Extracted text.

Female deer, called does, reoccur throughout "Eurydice." The speaker opens with a deer shot in the heart. Their lover's name makes them envision a dead doe in the moonlight. The poem ends on hooves.

Hunters commonly target deer, making the deer an apt symbol for marginalized groups trying to avoid persecution. Deer frequently travel through backyards and gardens. When the speaker says they "kept walking through the hole / in the garden" (Lines 8-9), they subtly compare them to deer moving through that space.

Vuong makes the deer inherently tragic. They appear as omens: "It's more like the sound / a doe makes / when the arrowhead replaces the day" (Lines 1-4). The speaker says they and their companion saw it coming. However, they make the statement ominous by adding "but" (Line 7). The “but” signals a disconnect between their knowledge and choice while emphasizing its importance to events later in the poem. Later, the speaker compares their lover's name to a dead deer right before gravity breaks their knees, and denounces love.

The poem's final lines reverse the image order, with the tragedy coming before the deer imagery. This decision drives home that the deer represents love's end and a disconnect between lovers. The “him” yells for the girl but overlooks the "frosted grass / snapping beneath her hooves" beside him (Line 31-32). She steps closer to him, so she wants to be with him. He calls for her. Yet neither bridge their disconnect—she does not answer, he does not see or hear. The deer image closing the poem foretells more tragedies to come.

Data shown.
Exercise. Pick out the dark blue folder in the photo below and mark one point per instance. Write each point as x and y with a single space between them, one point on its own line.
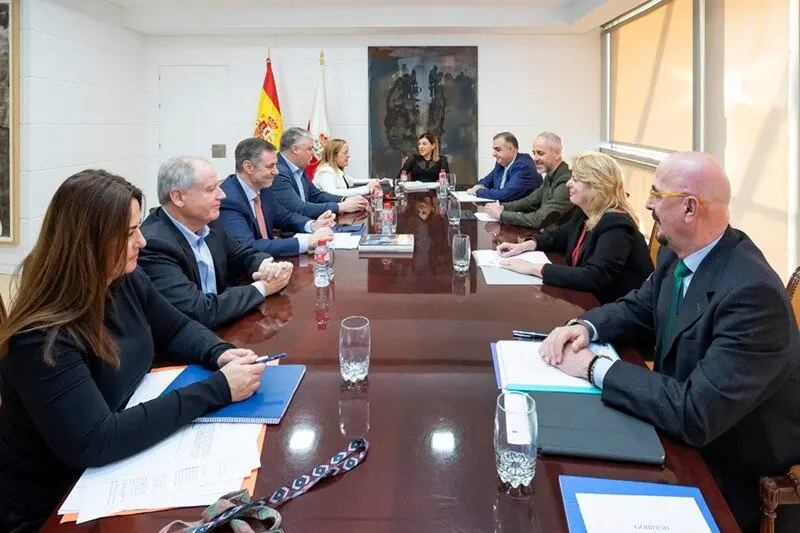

What this exercise asks.
a – Reproduce the analysis of deer imagery word for word, everything from "Female deer, called" down to "through that space.".
b – According to the deer imagery analysis, what do the poem's final lines do with the order of images?
The material has no role in this exercise.

Task responses.
a –
Female deer, called does, reoccur throughout "Eurydice." The speaker opens with a deer shot in the heart. Their lover's name makes them envision a dead doe in the moonlight. The poem ends on hooves.

Hunters commonly target deer, making the deer an apt symbol for marginalized groups trying to avoid persecution. Deer frequently travel through backyards and gardens. When the speaker says they "kept walking through the hole / in the garden" (Lines 8-9), they subtly compare them to deer moving through that space.

b – They reverse the image order, so the tragedy comes before the deer imagery.